Written instruction:
Arrange every line of the data below as a numbered list, leaving out blank lines.

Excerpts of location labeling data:
[START]

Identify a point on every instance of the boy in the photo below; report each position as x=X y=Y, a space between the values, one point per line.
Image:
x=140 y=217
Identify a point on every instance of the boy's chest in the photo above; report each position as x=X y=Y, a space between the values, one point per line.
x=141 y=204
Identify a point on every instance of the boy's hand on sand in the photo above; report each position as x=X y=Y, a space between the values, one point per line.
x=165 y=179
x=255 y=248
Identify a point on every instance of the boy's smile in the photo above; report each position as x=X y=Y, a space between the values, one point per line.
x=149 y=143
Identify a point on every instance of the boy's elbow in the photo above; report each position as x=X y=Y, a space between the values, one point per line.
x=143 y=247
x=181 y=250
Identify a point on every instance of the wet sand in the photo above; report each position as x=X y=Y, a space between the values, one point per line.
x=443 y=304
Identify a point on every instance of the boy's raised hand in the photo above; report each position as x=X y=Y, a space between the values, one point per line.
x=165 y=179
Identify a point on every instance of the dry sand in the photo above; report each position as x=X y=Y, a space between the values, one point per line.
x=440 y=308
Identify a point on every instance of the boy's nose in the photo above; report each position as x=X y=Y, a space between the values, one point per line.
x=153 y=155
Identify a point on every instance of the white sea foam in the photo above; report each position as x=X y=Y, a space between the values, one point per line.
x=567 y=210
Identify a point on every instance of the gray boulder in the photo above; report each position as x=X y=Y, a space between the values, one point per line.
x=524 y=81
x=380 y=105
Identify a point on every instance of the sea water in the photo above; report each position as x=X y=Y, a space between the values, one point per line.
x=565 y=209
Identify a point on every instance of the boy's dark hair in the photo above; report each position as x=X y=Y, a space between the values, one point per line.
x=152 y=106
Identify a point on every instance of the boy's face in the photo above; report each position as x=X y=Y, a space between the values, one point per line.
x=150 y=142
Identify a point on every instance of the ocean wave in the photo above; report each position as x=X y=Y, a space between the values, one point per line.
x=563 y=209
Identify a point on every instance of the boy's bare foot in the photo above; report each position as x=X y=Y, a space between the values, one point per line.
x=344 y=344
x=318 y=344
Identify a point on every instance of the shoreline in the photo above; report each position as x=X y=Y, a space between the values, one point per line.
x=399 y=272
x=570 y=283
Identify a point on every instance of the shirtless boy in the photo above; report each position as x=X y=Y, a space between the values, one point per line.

[END]

Written answer:
1. Identify a point on every instance of the boy in the photo below; report each position as x=X y=Y, a space between the values, one point per line.
2. Image:
3. x=140 y=217
4. Identify a point on every instance of the boy's chest in the photo above; report each position as x=X y=Y, a space between the values, one point per line.
5. x=141 y=204
6. Identify a point on every instance of the boy's hand on sand in the photo above; report each position as x=X y=Y, a space between the values, one point per line.
7. x=165 y=179
8. x=255 y=248
9. Identify a point on every instance of the boy's smile in the photo above; report each position as x=X y=Y, a space between the values, one point per line.
10. x=149 y=143
11. Identify a point on every instance of the boy's elbow in the photo above; report each position as x=X y=Y, a space between the values, one point per line.
12. x=143 y=247
13. x=181 y=250
14. Identify a point on every instance of the wet sand in the photo above; report each position as x=X y=Y, a space between the values, one point per line.
15. x=443 y=304
16. Identify a point on every instance of the boy's raised hand in the photo above; report each position as x=X y=Y, a space between the values, one point per line.
17. x=165 y=179
18. Identify a point on every instance of the dry sand in the photo above; report each position as x=X y=Y, a space between the values, one point per line.
19. x=440 y=308
20. Identify a point on every instance of the boy's nose in the photo above; report each position as x=X y=Y, a space between the values, one point per line.
21. x=153 y=155
22. Identify a point on every instance of the white sea foam in the photo above; report each position as x=X y=Y, a space between the values, one point per line.
23. x=567 y=210
24. Identify a point on every instance of the gray boulder in the photo above; report each position as x=X y=Y, a space between the values, one point per line.
25. x=524 y=81
26. x=380 y=105
27. Identify a point on every instance of the sea water in the photo above; report each position as x=X y=Y, a space between the values, one point per line.
28. x=565 y=209
29. Identify a point on every instance of the boy's dark hair in the photo above; report each position as x=X y=Y, a space between the values, one point per line.
30. x=152 y=106
31. Identify a point on every instance of the boy's face in the photo above; report each position as x=X y=Y, a space between the values, one point per line.
32. x=150 y=142
33. Identify a point on every instance of the ocean wave in the photo above; report each position as x=X y=Y, a space between the values, one point per line.
34. x=563 y=209
35. Identify a point on every instance of the boy's bare foot in the photo above; report each position as x=X y=Y, a space between the values, one point per line.
36. x=344 y=344
37. x=318 y=344
38. Identify a point on every instance of the shoreline in the photo above; report each position as x=X y=Y, a space between the values, one point per line.
39. x=399 y=272
40. x=570 y=283
41. Identify a point on every instance of the shirtless boy in the photo above; report each position as x=X y=Y, a space between the values, one point per line.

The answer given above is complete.